━━━ Listing
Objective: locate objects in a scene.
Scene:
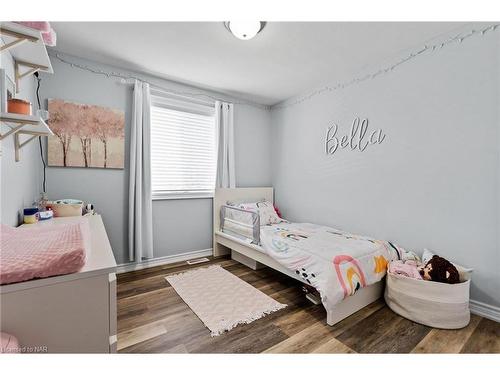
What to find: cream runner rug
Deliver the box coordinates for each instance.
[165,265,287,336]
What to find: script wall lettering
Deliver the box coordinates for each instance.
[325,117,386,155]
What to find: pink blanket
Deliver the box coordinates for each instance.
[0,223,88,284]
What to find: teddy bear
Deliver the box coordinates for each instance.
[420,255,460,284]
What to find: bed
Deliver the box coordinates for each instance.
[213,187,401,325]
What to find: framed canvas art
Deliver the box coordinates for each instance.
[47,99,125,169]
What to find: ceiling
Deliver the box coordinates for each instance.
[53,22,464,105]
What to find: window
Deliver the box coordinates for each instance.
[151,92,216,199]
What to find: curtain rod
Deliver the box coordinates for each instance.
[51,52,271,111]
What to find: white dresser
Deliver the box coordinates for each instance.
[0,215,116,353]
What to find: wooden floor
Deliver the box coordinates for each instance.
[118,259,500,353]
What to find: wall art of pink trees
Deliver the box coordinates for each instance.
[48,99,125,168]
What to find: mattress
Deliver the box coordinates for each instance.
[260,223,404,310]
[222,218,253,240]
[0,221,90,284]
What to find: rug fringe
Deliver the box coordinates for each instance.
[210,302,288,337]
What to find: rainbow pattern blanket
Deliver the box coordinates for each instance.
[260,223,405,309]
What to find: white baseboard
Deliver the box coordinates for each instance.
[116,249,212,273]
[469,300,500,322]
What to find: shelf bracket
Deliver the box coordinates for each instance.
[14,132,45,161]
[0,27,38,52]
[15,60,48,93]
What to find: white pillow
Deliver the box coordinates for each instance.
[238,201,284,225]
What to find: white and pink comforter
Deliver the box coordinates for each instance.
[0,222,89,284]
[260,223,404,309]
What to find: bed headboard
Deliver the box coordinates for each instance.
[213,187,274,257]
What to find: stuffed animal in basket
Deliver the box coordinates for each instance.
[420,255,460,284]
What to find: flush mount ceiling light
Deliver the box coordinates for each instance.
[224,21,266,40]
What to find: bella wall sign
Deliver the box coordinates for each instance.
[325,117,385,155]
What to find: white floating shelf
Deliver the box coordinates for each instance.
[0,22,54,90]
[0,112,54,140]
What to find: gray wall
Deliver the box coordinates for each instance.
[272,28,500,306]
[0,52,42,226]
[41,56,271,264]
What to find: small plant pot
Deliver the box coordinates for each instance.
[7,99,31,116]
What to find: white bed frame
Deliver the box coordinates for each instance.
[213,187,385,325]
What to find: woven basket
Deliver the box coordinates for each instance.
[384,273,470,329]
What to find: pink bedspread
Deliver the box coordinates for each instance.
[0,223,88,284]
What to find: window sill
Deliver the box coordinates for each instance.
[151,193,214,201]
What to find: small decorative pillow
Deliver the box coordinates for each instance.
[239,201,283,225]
━━━━━━
━━━ Listing
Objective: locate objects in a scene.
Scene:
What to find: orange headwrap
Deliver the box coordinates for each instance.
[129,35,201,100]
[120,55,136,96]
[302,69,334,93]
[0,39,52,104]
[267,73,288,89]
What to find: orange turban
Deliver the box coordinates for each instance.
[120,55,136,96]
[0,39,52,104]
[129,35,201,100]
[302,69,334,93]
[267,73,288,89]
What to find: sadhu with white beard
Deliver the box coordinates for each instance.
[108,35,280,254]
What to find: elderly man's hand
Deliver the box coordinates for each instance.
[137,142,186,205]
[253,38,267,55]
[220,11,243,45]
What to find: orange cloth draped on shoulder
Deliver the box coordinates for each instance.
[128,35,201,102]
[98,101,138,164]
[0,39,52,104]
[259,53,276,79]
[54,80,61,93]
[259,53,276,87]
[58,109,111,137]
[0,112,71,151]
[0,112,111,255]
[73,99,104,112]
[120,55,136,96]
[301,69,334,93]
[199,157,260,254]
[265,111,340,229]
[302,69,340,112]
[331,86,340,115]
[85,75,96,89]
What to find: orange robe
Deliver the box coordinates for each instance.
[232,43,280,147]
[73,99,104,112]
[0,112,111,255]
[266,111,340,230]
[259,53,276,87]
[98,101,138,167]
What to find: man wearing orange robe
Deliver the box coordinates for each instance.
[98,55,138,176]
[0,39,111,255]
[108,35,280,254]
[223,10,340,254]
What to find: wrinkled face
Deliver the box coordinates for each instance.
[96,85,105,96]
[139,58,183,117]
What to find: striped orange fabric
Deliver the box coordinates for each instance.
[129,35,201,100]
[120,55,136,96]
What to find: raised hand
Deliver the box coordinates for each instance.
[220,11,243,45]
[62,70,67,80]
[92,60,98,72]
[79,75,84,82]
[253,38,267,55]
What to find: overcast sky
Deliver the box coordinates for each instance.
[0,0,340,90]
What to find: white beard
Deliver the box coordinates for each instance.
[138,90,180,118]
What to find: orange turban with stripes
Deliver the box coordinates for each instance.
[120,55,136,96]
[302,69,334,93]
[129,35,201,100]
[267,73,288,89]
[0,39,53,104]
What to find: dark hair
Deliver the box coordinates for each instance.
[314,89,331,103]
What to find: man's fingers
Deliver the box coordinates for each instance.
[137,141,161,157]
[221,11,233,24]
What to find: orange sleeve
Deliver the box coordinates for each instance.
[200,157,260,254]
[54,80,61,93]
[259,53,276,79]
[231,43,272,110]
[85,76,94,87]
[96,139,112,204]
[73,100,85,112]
━━━━━━
━━━ Listing
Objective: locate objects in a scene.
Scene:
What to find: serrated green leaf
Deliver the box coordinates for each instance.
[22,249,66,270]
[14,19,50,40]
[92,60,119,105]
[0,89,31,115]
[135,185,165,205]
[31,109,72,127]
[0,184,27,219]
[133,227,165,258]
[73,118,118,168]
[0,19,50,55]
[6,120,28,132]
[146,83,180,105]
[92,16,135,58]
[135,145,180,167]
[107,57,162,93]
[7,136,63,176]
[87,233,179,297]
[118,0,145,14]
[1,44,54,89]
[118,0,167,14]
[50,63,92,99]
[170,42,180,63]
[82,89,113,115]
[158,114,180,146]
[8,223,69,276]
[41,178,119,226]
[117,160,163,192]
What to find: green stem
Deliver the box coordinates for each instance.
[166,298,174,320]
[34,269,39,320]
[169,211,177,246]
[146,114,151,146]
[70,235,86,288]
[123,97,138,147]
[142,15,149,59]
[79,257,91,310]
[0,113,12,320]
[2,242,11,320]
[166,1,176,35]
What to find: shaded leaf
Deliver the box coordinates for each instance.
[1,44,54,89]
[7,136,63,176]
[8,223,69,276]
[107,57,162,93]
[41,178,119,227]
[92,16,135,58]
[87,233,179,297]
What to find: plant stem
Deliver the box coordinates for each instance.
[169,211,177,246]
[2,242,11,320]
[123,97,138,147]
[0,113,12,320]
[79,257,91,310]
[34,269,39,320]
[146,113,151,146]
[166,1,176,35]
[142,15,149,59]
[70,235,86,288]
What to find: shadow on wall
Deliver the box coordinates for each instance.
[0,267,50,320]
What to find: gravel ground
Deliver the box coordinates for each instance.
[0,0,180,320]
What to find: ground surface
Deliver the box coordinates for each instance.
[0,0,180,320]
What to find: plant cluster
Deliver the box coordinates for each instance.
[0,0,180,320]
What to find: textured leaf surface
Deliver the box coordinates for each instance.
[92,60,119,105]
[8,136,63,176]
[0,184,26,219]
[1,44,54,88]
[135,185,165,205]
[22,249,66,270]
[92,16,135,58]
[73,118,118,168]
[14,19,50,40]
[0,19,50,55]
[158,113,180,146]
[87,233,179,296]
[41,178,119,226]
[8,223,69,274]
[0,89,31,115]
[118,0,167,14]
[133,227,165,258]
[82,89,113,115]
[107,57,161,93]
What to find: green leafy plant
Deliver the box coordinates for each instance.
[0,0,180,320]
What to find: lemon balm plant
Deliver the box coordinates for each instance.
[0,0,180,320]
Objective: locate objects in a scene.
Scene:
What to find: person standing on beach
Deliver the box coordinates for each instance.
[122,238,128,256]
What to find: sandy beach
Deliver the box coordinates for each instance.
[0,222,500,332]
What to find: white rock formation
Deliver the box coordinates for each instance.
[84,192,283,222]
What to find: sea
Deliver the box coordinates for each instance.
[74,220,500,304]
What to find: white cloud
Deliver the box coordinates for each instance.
━━━━━━
> _What to work on_
Rewrite the material starting at the line containing "What to find: man's fingers" and ending after the line containing "[73,100,85,112]", changing "orange sleeve" to "saffron sleeve" while keeping everything else the same.

> _Exercise response_
What to find: man's fingers
Deliver the box coordinates for each instance.
[137,141,161,157]
[221,11,233,24]
What to find: saffron sleeve
Deliver the box coordinates for each instance.
[200,157,260,254]
[54,80,61,93]
[259,53,276,79]
[231,43,272,110]
[85,76,94,87]
[96,139,112,204]
[73,100,85,112]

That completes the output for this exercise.